* **WHAT TO PRODUCE**
Write out the listing below again, precisely as it is given.

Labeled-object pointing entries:
"""
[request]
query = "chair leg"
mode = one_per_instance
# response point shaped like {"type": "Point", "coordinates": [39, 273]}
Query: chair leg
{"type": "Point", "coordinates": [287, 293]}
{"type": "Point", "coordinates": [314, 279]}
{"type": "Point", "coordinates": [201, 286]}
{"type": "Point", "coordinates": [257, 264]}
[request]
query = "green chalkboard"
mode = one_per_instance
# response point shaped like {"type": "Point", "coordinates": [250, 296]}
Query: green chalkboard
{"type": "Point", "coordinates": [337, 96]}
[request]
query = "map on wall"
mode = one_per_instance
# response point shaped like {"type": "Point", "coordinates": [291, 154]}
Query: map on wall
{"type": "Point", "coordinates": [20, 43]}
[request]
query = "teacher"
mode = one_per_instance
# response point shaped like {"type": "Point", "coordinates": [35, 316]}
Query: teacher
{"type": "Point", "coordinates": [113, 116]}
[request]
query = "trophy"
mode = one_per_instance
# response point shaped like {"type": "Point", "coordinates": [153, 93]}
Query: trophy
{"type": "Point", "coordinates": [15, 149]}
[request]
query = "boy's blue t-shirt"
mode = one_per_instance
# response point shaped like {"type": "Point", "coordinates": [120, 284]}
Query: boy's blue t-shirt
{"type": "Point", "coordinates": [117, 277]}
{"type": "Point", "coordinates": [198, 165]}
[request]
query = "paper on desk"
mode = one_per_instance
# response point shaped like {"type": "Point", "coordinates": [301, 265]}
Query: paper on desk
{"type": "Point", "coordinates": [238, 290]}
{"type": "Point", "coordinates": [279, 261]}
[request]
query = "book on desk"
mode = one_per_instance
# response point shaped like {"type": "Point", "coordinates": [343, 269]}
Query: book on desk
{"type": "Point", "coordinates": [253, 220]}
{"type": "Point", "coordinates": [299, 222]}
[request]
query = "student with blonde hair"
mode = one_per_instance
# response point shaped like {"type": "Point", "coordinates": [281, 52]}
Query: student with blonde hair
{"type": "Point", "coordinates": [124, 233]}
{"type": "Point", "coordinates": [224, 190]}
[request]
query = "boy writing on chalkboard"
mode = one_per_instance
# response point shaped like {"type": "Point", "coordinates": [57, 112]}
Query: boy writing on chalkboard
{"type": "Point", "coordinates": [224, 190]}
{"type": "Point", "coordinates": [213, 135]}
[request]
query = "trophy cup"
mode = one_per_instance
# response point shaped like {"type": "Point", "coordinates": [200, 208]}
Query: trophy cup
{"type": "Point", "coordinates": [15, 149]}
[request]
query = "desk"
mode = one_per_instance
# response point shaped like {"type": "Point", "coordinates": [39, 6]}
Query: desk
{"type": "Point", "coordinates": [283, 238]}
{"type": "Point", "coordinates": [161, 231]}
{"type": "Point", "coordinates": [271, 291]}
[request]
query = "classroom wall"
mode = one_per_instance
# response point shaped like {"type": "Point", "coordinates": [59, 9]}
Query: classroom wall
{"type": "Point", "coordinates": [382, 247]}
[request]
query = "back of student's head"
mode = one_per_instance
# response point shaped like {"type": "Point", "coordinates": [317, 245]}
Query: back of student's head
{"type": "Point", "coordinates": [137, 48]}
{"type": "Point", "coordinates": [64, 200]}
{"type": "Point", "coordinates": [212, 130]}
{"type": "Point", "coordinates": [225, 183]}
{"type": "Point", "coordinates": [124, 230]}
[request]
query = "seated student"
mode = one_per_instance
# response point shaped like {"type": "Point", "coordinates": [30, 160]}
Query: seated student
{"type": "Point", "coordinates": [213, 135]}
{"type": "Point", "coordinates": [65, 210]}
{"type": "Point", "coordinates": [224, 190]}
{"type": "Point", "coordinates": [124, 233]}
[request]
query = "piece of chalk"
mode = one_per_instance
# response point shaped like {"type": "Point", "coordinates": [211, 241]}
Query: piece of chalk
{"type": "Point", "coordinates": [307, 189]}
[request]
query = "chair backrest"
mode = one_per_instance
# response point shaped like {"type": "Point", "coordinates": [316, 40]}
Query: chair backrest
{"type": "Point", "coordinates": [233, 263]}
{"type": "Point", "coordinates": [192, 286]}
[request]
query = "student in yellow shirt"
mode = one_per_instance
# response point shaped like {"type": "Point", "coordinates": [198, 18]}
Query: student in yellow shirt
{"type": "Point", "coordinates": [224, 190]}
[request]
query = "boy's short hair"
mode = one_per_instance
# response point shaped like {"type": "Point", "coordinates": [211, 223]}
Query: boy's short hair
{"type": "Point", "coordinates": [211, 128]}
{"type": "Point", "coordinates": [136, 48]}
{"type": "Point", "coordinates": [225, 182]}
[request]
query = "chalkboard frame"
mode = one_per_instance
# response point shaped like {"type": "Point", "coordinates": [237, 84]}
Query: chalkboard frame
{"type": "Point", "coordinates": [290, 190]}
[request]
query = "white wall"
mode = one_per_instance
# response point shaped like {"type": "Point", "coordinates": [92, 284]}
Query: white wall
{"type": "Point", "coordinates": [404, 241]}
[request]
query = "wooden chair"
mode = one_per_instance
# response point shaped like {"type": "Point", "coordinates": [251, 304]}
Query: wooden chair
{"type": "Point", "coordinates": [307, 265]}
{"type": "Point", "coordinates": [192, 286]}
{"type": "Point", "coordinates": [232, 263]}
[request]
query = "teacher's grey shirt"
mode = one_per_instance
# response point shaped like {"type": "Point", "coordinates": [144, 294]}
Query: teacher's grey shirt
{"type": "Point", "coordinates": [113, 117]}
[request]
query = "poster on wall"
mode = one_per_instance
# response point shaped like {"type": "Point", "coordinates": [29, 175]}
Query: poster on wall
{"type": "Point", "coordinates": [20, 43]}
"""
* **REPLY TO THE TASK**
[request]
query = "chair leg"
mode = one_per_instance
# response point shaped like {"type": "Point", "coordinates": [39, 273]}
Query: chair leg
{"type": "Point", "coordinates": [287, 293]}
{"type": "Point", "coordinates": [314, 279]}
{"type": "Point", "coordinates": [201, 286]}
{"type": "Point", "coordinates": [257, 264]}
[request]
query = "green chalkboard"
mode = one_per_instance
# response point shaped like {"type": "Point", "coordinates": [250, 296]}
Query: green chalkboard
{"type": "Point", "coordinates": [337, 96]}
[request]
query = "map on wall"
mode = one_per_instance
# response point shaped like {"type": "Point", "coordinates": [291, 154]}
Query: map on wall
{"type": "Point", "coordinates": [20, 43]}
[request]
query = "teacher"
mode = one_per_instance
# response point shaped like {"type": "Point", "coordinates": [35, 316]}
Query: teacher
{"type": "Point", "coordinates": [113, 116]}
[request]
query = "trophy"
mode = one_per_instance
# response point shaped like {"type": "Point", "coordinates": [153, 93]}
Query: trophy
{"type": "Point", "coordinates": [15, 149]}
[request]
query = "boy's blue t-shirt"
mode = one_per_instance
# response point shaped like {"type": "Point", "coordinates": [120, 284]}
Query: boy's blue t-shirt
{"type": "Point", "coordinates": [117, 277]}
{"type": "Point", "coordinates": [198, 165]}
[request]
query = "paper on desk"
mode = one_per_instance
# response point shaped like {"type": "Point", "coordinates": [301, 265]}
Query: paper on desk
{"type": "Point", "coordinates": [238, 290]}
{"type": "Point", "coordinates": [279, 261]}
[request]
query = "book on desk"
mode = one_per_instance
# response point shaped like {"type": "Point", "coordinates": [343, 269]}
Query: book on desk
{"type": "Point", "coordinates": [253, 220]}
{"type": "Point", "coordinates": [299, 222]}
[request]
query = "student with blonde hair"
mode = one_per_instance
# response point shaped like {"type": "Point", "coordinates": [281, 52]}
Query: student with blonde hair
{"type": "Point", "coordinates": [124, 233]}
{"type": "Point", "coordinates": [224, 190]}
[request]
query = "boy writing on chalkboard"
mode = one_per_instance
# response point shaped like {"type": "Point", "coordinates": [57, 112]}
Query: boy writing on chalkboard
{"type": "Point", "coordinates": [224, 190]}
{"type": "Point", "coordinates": [213, 135]}
[request]
query = "trophy cup"
mode = one_per_instance
# response point shaped like {"type": "Point", "coordinates": [200, 208]}
Query: trophy cup
{"type": "Point", "coordinates": [15, 149]}
[request]
query = "desk"
mode = one_per_instance
# response point shaped like {"type": "Point", "coordinates": [39, 6]}
Query: desk
{"type": "Point", "coordinates": [283, 238]}
{"type": "Point", "coordinates": [161, 231]}
{"type": "Point", "coordinates": [271, 291]}
[request]
query = "classroom wall"
mode = one_per_instance
# response point shaped like {"type": "Point", "coordinates": [59, 9]}
Query: classroom wall
{"type": "Point", "coordinates": [382, 247]}
[request]
query = "back of student's head"
mode = one_per_instance
# response point shaped like {"type": "Point", "coordinates": [317, 245]}
Query: back of student's head
{"type": "Point", "coordinates": [137, 48]}
{"type": "Point", "coordinates": [64, 200]}
{"type": "Point", "coordinates": [212, 130]}
{"type": "Point", "coordinates": [225, 183]}
{"type": "Point", "coordinates": [124, 230]}
[request]
query = "seated student"
mode = one_per_instance
# response point shaped like {"type": "Point", "coordinates": [30, 160]}
Query: seated student
{"type": "Point", "coordinates": [213, 135]}
{"type": "Point", "coordinates": [65, 210]}
{"type": "Point", "coordinates": [224, 190]}
{"type": "Point", "coordinates": [124, 233]}
[request]
query = "piece of chalk"
mode = one_per_instance
# response point shaped like {"type": "Point", "coordinates": [211, 241]}
Query: piece of chalk
{"type": "Point", "coordinates": [307, 189]}
[request]
query = "chair backrest"
mode = one_per_instance
# response point shaped like {"type": "Point", "coordinates": [316, 40]}
Query: chair backrest
{"type": "Point", "coordinates": [233, 263]}
{"type": "Point", "coordinates": [192, 286]}
[request]
query = "student in yellow shirt"
mode = one_per_instance
# response point shaped like {"type": "Point", "coordinates": [198, 18]}
Query: student in yellow shirt
{"type": "Point", "coordinates": [224, 190]}
[request]
query = "boy's short hair"
mode = one_per_instance
# response point shaped like {"type": "Point", "coordinates": [211, 223]}
Query: boy's short hair
{"type": "Point", "coordinates": [211, 128]}
{"type": "Point", "coordinates": [136, 48]}
{"type": "Point", "coordinates": [225, 182]}
[request]
query = "chalkboard frame"
mode = one_per_instance
# response point shaped like {"type": "Point", "coordinates": [237, 84]}
Query: chalkboard frame
{"type": "Point", "coordinates": [290, 190]}
[request]
query = "white wall"
mode = one_per_instance
# response point shaped like {"type": "Point", "coordinates": [92, 284]}
Query: white wall
{"type": "Point", "coordinates": [404, 241]}
[request]
query = "wooden chair"
mode = one_per_instance
# response point shaped like {"type": "Point", "coordinates": [251, 304]}
Query: wooden chair
{"type": "Point", "coordinates": [307, 265]}
{"type": "Point", "coordinates": [192, 286]}
{"type": "Point", "coordinates": [232, 263]}
[request]
query = "teacher's grey shirt"
mode = one_per_instance
# response point shaped like {"type": "Point", "coordinates": [144, 294]}
Query: teacher's grey shirt
{"type": "Point", "coordinates": [113, 117]}
[request]
query = "poster on wall"
mode = one_per_instance
# response point shaped like {"type": "Point", "coordinates": [29, 175]}
Query: poster on wall
{"type": "Point", "coordinates": [20, 43]}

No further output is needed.